- INSTRUCTION
Rescale the point coordinates in the answers of all the material below by multiplying every x and y value by 0.35 and rounding to whole numbers, with halves rounded up. Reproduce every line, including the requests, and change no numbers in the requests or their format samples. Leave the pictures out.

Dataset records on where objects are located:
*-*-*

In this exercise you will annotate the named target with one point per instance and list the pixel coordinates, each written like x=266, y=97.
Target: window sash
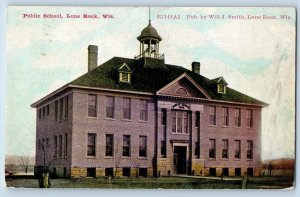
x=212, y=148
x=143, y=110
x=225, y=116
x=55, y=147
x=66, y=144
x=249, y=118
x=91, y=144
x=179, y=121
x=237, y=151
x=56, y=110
x=163, y=116
x=126, y=145
x=126, y=108
x=109, y=145
x=92, y=105
x=110, y=107
x=197, y=123
x=48, y=110
x=66, y=106
x=60, y=146
x=40, y=113
x=44, y=112
x=163, y=148
x=225, y=149
x=143, y=146
x=197, y=148
x=249, y=150
x=212, y=115
x=61, y=105
x=237, y=117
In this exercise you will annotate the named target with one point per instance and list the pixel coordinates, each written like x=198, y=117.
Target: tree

*-*-*

- COMPLETE ANSWER
In this exercise you will annotate the named target with one point per instance and list the pixel coordinates, each written like x=266, y=97.
Target: window sash
x=74, y=52
x=50, y=39
x=79, y=41
x=19, y=51
x=23, y=50
x=87, y=41
x=32, y=50
x=63, y=42
x=83, y=53
x=20, y=39
x=57, y=41
x=44, y=51
x=44, y=38
x=38, y=51
x=32, y=37
x=39, y=37
x=69, y=43
x=17, y=39
x=23, y=37
x=21, y=51
x=14, y=40
x=15, y=39
x=57, y=52
x=79, y=52
x=50, y=51
x=69, y=52
x=87, y=53
x=74, y=40
x=21, y=37
x=83, y=41
In this exercise you will annotate the named target with one point per instance and list the pixel coordinates, each written like x=198, y=117.
Target: tree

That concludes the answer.